**TO DO**
Once you have read the records below, restate them word for word.
*** MATERIALS PROVIDED Section Begins ***
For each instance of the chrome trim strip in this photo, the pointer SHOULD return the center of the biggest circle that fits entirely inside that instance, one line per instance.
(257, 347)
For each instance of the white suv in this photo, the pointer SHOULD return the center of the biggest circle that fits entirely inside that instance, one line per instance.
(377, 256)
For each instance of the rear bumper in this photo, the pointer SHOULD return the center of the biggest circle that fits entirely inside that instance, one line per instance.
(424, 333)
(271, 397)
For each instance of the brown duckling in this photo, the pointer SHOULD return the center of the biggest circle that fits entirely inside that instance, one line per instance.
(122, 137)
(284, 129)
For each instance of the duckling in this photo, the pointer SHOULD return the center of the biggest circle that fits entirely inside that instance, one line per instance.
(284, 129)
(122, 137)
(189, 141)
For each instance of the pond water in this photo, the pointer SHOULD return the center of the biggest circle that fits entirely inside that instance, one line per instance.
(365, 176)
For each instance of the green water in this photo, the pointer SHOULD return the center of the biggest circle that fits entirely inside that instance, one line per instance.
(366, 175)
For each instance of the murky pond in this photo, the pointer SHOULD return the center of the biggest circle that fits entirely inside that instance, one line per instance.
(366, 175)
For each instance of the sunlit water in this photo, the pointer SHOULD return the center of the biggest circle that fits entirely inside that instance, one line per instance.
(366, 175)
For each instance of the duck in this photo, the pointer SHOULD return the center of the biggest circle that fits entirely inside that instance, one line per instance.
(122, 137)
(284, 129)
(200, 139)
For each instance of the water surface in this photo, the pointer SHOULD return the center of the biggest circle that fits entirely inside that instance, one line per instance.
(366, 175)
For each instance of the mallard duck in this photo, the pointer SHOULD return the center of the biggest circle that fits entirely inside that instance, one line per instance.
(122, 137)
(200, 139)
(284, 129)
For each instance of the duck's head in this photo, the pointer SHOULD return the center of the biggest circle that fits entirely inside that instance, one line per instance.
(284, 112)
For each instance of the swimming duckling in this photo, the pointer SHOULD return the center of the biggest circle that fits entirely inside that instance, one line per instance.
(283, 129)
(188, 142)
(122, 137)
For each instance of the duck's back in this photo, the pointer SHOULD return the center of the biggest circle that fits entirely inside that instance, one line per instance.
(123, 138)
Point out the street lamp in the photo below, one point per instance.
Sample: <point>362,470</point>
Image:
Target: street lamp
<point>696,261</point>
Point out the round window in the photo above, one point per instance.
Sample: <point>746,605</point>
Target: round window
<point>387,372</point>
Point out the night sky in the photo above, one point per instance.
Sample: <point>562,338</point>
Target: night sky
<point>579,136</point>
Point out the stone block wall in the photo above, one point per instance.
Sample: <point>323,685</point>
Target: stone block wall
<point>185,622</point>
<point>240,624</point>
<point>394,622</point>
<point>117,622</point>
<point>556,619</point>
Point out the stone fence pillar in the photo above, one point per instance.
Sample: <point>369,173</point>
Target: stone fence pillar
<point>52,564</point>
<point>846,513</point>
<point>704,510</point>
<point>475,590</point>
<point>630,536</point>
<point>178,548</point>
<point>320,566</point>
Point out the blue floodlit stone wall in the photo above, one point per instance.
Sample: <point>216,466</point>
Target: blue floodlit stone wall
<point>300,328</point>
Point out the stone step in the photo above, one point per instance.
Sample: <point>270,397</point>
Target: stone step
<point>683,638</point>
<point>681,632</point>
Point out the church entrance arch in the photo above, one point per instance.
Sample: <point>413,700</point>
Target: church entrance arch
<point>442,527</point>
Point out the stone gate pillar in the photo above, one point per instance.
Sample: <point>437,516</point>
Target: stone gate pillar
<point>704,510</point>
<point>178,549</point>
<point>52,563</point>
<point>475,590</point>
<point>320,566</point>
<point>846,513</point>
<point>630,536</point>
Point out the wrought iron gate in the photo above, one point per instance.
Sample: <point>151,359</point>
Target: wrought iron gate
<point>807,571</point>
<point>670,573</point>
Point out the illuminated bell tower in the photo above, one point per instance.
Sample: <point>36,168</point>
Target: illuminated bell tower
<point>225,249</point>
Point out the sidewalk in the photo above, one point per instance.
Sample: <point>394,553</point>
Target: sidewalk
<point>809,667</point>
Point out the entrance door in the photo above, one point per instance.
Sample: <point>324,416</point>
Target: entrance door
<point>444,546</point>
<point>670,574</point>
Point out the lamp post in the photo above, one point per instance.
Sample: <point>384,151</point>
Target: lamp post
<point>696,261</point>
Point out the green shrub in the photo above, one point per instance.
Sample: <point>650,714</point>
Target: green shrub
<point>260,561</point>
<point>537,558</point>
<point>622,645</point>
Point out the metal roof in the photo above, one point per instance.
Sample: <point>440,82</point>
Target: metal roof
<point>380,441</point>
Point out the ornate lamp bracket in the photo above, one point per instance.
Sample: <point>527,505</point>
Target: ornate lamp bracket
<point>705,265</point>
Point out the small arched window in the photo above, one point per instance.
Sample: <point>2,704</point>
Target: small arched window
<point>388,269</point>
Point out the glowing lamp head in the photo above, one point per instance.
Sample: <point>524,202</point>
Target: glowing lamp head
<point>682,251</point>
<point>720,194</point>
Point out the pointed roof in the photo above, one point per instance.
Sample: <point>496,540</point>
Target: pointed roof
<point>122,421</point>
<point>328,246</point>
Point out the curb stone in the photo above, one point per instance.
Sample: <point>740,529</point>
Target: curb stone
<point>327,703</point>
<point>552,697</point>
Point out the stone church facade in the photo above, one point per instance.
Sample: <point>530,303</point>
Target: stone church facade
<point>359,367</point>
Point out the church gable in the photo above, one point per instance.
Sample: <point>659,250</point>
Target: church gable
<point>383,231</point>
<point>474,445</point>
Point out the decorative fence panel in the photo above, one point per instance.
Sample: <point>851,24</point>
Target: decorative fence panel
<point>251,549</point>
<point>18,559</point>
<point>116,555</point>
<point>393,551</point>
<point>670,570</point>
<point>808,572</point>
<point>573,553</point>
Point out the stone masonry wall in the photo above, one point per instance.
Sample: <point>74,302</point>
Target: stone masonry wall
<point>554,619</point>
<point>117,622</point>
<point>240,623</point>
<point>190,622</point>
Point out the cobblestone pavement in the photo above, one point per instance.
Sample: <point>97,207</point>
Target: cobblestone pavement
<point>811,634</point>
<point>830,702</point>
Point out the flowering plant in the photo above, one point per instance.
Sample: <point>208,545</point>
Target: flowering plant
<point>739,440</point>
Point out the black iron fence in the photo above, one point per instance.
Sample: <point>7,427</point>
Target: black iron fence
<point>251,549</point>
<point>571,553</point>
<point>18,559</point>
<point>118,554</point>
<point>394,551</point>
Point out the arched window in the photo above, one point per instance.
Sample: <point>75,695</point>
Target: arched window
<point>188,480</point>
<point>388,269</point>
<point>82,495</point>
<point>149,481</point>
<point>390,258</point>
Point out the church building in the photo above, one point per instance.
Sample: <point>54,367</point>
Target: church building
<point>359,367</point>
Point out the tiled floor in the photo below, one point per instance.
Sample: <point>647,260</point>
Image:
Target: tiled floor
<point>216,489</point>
*** MATERIALS PROVIDED Section Ends ***
**RESULT**
For each instance of the chrome trim strip in this photo, the pointer SHOULD return the center of the biggest circle that fits entirely inside that instance, one line per instance.
(257, 347)
For each instance of the white suv in this photo, the pointer SHOULD return the center of the biggest circle that fits entirely inside that instance, one line per instance.
(377, 256)
For each instance of the rear bumper in this photo, the pointer SHOULD return the center of the biggest circle that fits entirely inside that instance, one line per instance.
(424, 333)
(271, 397)
For each instance of the brown duckling in this photo, the pointer SHOULD return the center of the biggest circle that fits entirely inside that instance, one line per instance.
(122, 137)
(284, 129)
For each instance of the duckling in this photo, the pointer SHOULD return the center of the biggest circle that fits entirely inside that instance, one line per instance.
(284, 129)
(122, 137)
(189, 141)
For each instance of the pond water in this photo, the pointer SHOULD return the center of the biggest circle that fits entirely inside that instance, one line per instance.
(365, 176)
For each instance of the green water in this photo, the pointer SHOULD return the center of the biggest circle that fits entirely inside that instance, one line per instance.
(366, 175)
For each instance of the murky pond in this photo, the pointer SHOULD return the center of the biggest circle that fits entirely inside that instance, one line per instance.
(366, 175)
For each instance of the sunlit water in this photo, the pointer SHOULD return the center of the biggest circle that fits entirely inside that instance, one line per instance.
(366, 175)
For each instance of the duck in this photo, the pointer SHOULD return the center of the biggest circle that fits entirely inside that instance, one line per instance.
(122, 137)
(284, 129)
(200, 139)
For each instance of the water surface in this photo, the pointer SHOULD return the center of the biggest circle that fits entirely inside that instance, one line per instance.
(366, 175)
For each instance of the mallard duck in this photo, the pointer SHOULD return the center of the biggest circle that fits entirely inside that instance, one line per instance.
(122, 137)
(200, 139)
(284, 129)
For each instance of the duck's head in this photo, the pointer SHOULD return the center of the biggest circle that fits entirely inside that instance, one line per instance.
(284, 112)
For each instance of the swimming duckling in this photo, the pointer SHOULD return the center of the biggest circle that fits entirely inside that instance, one line per instance.
(283, 129)
(188, 142)
(122, 137)
For each instance of the duck's back in this photo, the pointer SHOULD return the center of the biggest circle that fits entirely inside that instance, one line per instance.
(123, 138)
Point out the street lamp in the photo below, one point per instance.
Sample: <point>362,470</point>
Image:
Target: street lamp
<point>696,261</point>
Point out the round window in the photo above, one point per instance.
Sample: <point>746,605</point>
Target: round window
<point>387,372</point>
Point out the night sky in the photo above, one point per instance.
Sample: <point>562,338</point>
Target: night sky
<point>579,136</point>
Point out the stone block wall in the photo above, one point per instance.
Sample: <point>323,685</point>
Target: stone block wall
<point>185,622</point>
<point>240,624</point>
<point>394,622</point>
<point>117,622</point>
<point>556,619</point>
Point out the stone fence pillar in the photo above, one point per instance.
Sample: <point>369,173</point>
Target: stone fence pillar
<point>52,564</point>
<point>846,513</point>
<point>704,510</point>
<point>475,590</point>
<point>630,536</point>
<point>178,548</point>
<point>320,566</point>
Point out the blue floodlit stone wall in the photo above, one point per instance.
Sample: <point>216,466</point>
Target: blue floodlit stone wall
<point>300,328</point>
Point out the stone step in the photo above, one point per instance.
Sample: <point>270,397</point>
Target: stone step
<point>683,638</point>
<point>681,632</point>
Point out the church entrance arch in the photo above, one point per instance.
Sample: <point>413,700</point>
Target: church entrance arch
<point>442,527</point>
Point out the stone gate pillar in the photo above, one point per instance.
Sample: <point>437,516</point>
Target: stone gate pillar
<point>704,510</point>
<point>178,549</point>
<point>52,563</point>
<point>475,590</point>
<point>320,566</point>
<point>846,513</point>
<point>630,536</point>
Point out the wrought iron gate in the photo above, one point per instance.
Sample: <point>151,359</point>
Target: wrought iron gate
<point>807,571</point>
<point>670,573</point>
Point out the illuminated bell tower in the photo above, one point per instance.
Sample: <point>36,168</point>
Target: illuminated bell tower
<point>225,249</point>
Point out the sidewalk in the photo above, one point per instance.
Sample: <point>394,553</point>
Target: sidewalk
<point>809,667</point>
Point out the entrance door in the photo above, one point per instance.
Sample: <point>324,416</point>
Target: entrance door
<point>444,546</point>
<point>670,574</point>
Point out the lamp post in the photo above, one point per instance.
Sample: <point>384,151</point>
Target: lamp post
<point>696,261</point>
Point out the green shrub in the photo above, one point per instance.
Sample: <point>650,714</point>
Target: green shrub
<point>260,561</point>
<point>537,558</point>
<point>622,645</point>
Point out the metal roof in the photo above, one point per instance.
Sample: <point>440,82</point>
Target: metal roof
<point>380,441</point>
Point out the ornate lamp bracket in the photo above, one point per instance.
Sample: <point>527,505</point>
Target: ornate lamp bracket
<point>705,265</point>
Point out the small arched window in the photo above, one point per instance.
Sample: <point>2,704</point>
Target: small arched window
<point>388,269</point>
Point out the glowing lamp head in the photo above, one point per instance.
Sample: <point>524,202</point>
Target: glowing lamp head
<point>682,251</point>
<point>720,194</point>
Point out the pointed roof in the photo above, one point per instance.
Sample: <point>496,540</point>
Target: pointed roof
<point>122,421</point>
<point>328,246</point>
Point out the curb stone in the photo above, one point per instance.
Sample: <point>740,529</point>
Target: curb stone
<point>327,703</point>
<point>552,697</point>
Point out the stone church facade in the photo above, one point per instance.
Sample: <point>530,303</point>
Target: stone church facade
<point>359,367</point>
Point out the church gable in the photo above, one point per instance.
Sample: <point>659,250</point>
Target: church gable
<point>383,231</point>
<point>474,445</point>
Point out the decorative fence panel in the photo above, one point per instance.
Sample: <point>851,24</point>
Target: decorative fence panel
<point>251,549</point>
<point>18,559</point>
<point>116,555</point>
<point>393,551</point>
<point>670,570</point>
<point>808,572</point>
<point>573,553</point>
Point out the stone masonry wall in the photo above, one point per instance.
Sample: <point>74,302</point>
Target: stone masonry wall
<point>554,619</point>
<point>117,622</point>
<point>240,623</point>
<point>190,622</point>
Point out the cobblestone pavement in the photo above, one point per instance.
Sample: <point>97,207</point>
Target: cobblestone pavement
<point>811,634</point>
<point>830,702</point>
Point out the flowering plant in the photo above, one point per instance.
Sample: <point>208,545</point>
Target: flowering plant
<point>739,440</point>
Point out the black iron fence in the photo above, one point per instance.
Sample: <point>7,427</point>
Target: black iron fence
<point>251,549</point>
<point>571,553</point>
<point>18,559</point>
<point>118,554</point>
<point>394,551</point>
Point out the arched window in the photo above, one point per instance.
Sample: <point>75,695</point>
Target: arched window
<point>188,480</point>
<point>388,269</point>
<point>82,495</point>
<point>149,481</point>
<point>390,258</point>
Point out the church building in the photo above, one point per instance.
Sample: <point>54,367</point>
Target: church building
<point>359,367</point>
Point out the tiled floor in the photo below, one point per instance.
Sample: <point>647,260</point>
Image:
Target: tiled floor
<point>216,489</point>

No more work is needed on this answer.